## Begin

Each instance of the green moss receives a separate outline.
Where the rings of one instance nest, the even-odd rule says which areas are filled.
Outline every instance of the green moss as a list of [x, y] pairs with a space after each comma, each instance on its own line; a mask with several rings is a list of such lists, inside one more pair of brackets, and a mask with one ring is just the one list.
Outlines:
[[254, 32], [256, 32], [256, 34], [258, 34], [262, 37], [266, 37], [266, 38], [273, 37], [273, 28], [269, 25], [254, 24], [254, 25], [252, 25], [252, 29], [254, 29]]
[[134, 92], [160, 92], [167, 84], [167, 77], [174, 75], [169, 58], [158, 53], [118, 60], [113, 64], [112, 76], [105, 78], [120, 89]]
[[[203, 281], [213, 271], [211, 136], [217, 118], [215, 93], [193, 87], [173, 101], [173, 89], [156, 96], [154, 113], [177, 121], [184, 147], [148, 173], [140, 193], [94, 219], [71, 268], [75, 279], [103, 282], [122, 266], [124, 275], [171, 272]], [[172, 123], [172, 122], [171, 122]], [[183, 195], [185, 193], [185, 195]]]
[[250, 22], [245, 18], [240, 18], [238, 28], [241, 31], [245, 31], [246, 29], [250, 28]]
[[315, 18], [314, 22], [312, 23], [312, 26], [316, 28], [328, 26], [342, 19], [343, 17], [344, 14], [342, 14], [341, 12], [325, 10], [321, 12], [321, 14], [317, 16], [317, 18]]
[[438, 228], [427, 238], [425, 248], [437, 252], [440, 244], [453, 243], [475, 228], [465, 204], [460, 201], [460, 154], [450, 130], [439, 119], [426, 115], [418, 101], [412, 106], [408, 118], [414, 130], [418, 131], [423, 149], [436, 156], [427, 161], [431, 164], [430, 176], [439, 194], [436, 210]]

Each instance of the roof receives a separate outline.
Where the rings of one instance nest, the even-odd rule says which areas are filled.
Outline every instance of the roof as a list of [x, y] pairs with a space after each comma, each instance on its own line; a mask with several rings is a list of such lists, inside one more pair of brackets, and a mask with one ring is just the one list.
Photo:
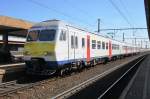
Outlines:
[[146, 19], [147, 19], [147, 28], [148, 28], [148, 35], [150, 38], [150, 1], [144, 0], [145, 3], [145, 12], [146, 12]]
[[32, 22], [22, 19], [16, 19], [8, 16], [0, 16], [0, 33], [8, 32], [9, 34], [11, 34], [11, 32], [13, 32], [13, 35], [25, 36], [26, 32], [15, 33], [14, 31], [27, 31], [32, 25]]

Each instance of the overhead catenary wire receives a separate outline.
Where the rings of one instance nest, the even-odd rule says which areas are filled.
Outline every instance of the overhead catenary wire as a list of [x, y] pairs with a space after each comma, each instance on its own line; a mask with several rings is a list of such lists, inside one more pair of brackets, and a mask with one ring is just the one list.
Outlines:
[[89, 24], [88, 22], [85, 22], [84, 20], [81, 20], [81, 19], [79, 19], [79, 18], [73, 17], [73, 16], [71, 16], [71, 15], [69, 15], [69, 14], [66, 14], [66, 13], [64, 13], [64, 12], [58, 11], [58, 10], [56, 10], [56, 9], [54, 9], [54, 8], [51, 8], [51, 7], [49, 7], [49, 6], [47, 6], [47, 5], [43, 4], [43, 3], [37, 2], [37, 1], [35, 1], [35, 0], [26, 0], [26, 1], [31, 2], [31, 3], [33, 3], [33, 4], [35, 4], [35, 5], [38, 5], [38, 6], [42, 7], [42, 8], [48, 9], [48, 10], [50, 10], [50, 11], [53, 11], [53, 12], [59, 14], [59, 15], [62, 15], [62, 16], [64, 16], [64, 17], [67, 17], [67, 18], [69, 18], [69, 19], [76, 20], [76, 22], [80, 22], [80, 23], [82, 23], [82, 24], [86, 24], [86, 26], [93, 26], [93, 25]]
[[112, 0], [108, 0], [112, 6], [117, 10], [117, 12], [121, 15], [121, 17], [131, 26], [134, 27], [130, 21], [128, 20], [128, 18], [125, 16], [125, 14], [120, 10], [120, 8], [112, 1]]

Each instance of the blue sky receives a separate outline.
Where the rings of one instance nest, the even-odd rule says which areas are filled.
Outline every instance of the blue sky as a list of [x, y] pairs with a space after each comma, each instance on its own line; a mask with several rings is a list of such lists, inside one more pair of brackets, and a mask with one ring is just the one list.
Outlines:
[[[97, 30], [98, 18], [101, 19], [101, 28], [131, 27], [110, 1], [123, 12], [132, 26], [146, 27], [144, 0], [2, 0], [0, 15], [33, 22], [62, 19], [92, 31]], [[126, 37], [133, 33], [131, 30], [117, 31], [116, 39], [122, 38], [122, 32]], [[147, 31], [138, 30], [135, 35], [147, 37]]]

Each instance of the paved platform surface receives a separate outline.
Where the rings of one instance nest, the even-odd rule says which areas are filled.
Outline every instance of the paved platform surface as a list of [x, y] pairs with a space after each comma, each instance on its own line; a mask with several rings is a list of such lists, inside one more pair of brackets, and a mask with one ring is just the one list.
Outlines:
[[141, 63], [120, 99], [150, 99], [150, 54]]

## End

Return verbatim the lines of the data between the line holding "Each instance of the roof" and the line holding "8], [112, 1]]", inclusive. Leave the picture out.

* Solution to this problem:
Each instance of the roof receives a separate outline.
Where the rings of one instance nest, the even-odd rule says which areas are filled.
Outline every instance of the roof as a list of [x, y] pairs with a space after each comma, each instance on its own line; a mask with several rings is a list of such lists, inside one more pair of brackets, and a mask with one ring is just the one list.
Photo:
Outlines:
[[146, 19], [147, 19], [147, 28], [148, 28], [148, 35], [150, 38], [150, 1], [144, 0], [145, 3], [145, 12], [146, 12]]
[[32, 22], [22, 19], [16, 19], [8, 16], [0, 16], [0, 33], [8, 32], [9, 34], [11, 34], [11, 32], [13, 32], [13, 35], [25, 36], [26, 32], [15, 33], [14, 31], [27, 31], [32, 25]]

Each instance of the overhead catenary wire receives a separate outline.
Where the rings of one instance nest, the even-odd rule says which areas are filled.
Outline every instance of the overhead catenary wire as a list of [x, y] pairs with a space after each comma, each instance on its own line; a mask with several rings is a list of such lists, inside one more pair of brackets, and a mask with one ring is just the one list.
Outlines:
[[89, 24], [88, 22], [85, 22], [84, 20], [81, 20], [81, 19], [79, 19], [79, 18], [73, 17], [73, 16], [71, 16], [71, 15], [69, 15], [69, 14], [66, 14], [66, 13], [64, 13], [64, 12], [58, 11], [58, 10], [56, 10], [56, 9], [54, 9], [54, 8], [51, 8], [51, 7], [49, 7], [49, 6], [47, 6], [47, 5], [43, 4], [43, 3], [37, 2], [37, 1], [35, 1], [35, 0], [26, 0], [26, 1], [31, 2], [31, 3], [33, 3], [33, 4], [35, 4], [35, 5], [38, 5], [38, 6], [42, 7], [42, 8], [48, 9], [48, 10], [50, 10], [50, 11], [53, 11], [53, 12], [59, 14], [59, 15], [62, 15], [62, 16], [64, 16], [64, 17], [67, 17], [67, 18], [69, 18], [69, 19], [76, 20], [76, 22], [80, 22], [80, 23], [82, 23], [82, 24], [86, 24], [86, 26], [93, 26], [93, 25]]
[[112, 0], [108, 0], [112, 6], [117, 10], [117, 12], [121, 15], [121, 17], [131, 26], [134, 27], [130, 21], [128, 20], [128, 18], [125, 16], [125, 14], [120, 10], [120, 8], [112, 1]]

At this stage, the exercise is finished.